#### [Text excerpt]

━━━━━━

The simple answer is probably the same reason meth culture was never a thing: Because ugly white middle American types are those most commonly associated with the drug. But even then you had Breaking Bad, which is a generational TV show based around meth in middle America. Even Yelawolf and MGK were able to tap into the energy of meth culture, despite never fully embracing it outside of the general aesthetic. Also, unlike meth, the general public doesn’t have to fear a random stranger doing fentanyl and falling asleep in the street in the way they’d have to be on alert for a meth head jumping up from behind the dumpster where he was taking apart a clock radio.
Lean, or promethazine cough syrup, had a historic run that touched on every rapper from the days of Pimp C all the way to the modern day, where brand loyalty actually plays a part as rappers shout out the “wockhardt” label. Molly and Ecstacy were similarly romanticized in songs, mostly as an aphrodisiac. Marijuana damn near runs rap culture, its presence all but expected in a rapper’s lifestyle and its tendrils reaching into every brand around rap from DatPiff to Rolling Loud. Cocaine and crack era raps were driven by the same engine of exploiting an addiction for profit, but at least featured enough remorse in the rapper's lyrics to give the lifestyle around the drug some texture. Fentanyl is only talked about in entrepreneurial terms, like it’s the hottest new item to dropship on Shopify.
The reader here may say that I’m obfuscating the border between rap music and pop culture, to which I’d reply that I don’t even know the meaning of the word obfuscating. But for all intents and purposes, rap culture has always been the Developmental/Gatorade League of pop culture and that hasn’t changed despite the globalization of culture. It may have even intensified, as the funnel from rap trope to mainstream is about as short as the attention span of the average TikToker. All vibes kind of mesh together, especially now.

━━━━━━

#### [Data for analysis]
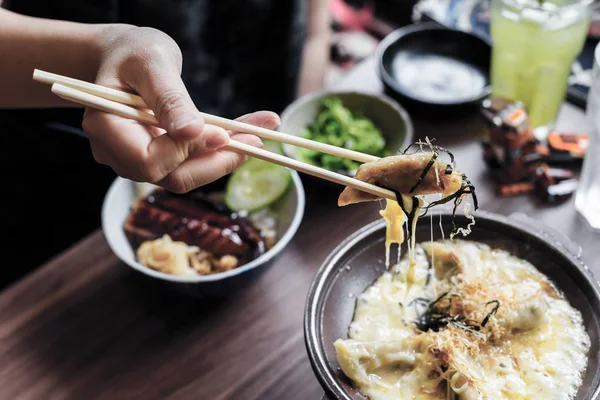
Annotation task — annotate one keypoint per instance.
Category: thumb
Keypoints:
(165, 93)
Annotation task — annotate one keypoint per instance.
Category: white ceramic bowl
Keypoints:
(393, 120)
(117, 206)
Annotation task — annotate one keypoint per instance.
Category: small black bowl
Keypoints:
(435, 71)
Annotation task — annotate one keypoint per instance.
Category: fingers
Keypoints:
(264, 119)
(134, 150)
(149, 62)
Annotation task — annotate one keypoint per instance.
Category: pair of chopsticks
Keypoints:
(128, 105)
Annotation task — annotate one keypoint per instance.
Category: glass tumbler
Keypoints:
(587, 198)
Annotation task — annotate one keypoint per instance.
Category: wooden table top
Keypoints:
(81, 326)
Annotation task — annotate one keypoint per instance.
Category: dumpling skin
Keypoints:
(401, 173)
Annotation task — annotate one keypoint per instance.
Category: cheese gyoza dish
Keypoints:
(457, 319)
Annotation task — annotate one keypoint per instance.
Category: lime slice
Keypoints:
(251, 189)
(255, 163)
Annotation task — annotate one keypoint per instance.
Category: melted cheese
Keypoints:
(533, 347)
(394, 219)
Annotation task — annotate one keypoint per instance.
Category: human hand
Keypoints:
(184, 155)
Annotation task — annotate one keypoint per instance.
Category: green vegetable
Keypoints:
(257, 184)
(337, 125)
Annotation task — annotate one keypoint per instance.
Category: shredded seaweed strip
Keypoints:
(409, 215)
(435, 319)
(420, 302)
(427, 168)
(494, 309)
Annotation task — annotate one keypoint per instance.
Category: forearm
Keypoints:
(61, 47)
(315, 59)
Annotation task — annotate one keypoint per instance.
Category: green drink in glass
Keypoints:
(534, 45)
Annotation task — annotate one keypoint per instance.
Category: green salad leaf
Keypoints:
(339, 126)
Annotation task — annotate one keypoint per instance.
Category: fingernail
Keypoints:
(215, 142)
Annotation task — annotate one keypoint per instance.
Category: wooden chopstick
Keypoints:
(136, 101)
(126, 111)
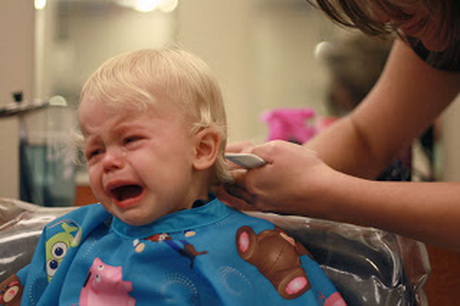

━━━━━━

#### [Prompt]
Continue the essay on fentanyl and rap culture, starting right after its final sentence.

#### [Your response]
The more complicated answer about fentanyl’s lack of cultural force is probably tied up around murky terms that nobody wants to discuss. Statistically, the problem affects so many people that the chances are that most people are too scared to fully embrace it seeing the damage it can do to a person and a community. There’s probably some Sinophobia involved that would require asking how the CIA let their grip on cocaine importing be overtaken to begin with (unless of course they’re involved with the fetty too) and even maybe some unwanted navel gazing by the American public into the Sackler family’s ability to get everyone hooked on opioids. But glorifying the drug in any way might be seen as glamorizing a pandemic.
The rap industry's fascination with fentanyl as a source of profit is a stark contrast to the lack of representation of the drug in popular culture. It's unclear why the creative community has avoided exploring the topic in depth, but as the line between rap and pop culture continues to blur it's important to ask why fentanyl is the outlier. I’m not saying that I want EST Gee to suck on a fentanyl lollipop, or for Future to normalize slapping a fentanyl patch on his upper arm. I just think it says a lot about us as a society that we’ve gotten to the point where selling poison for the sake of profit has leaked into the very foundation of culture, and it’s important to ask if we’re okay with that.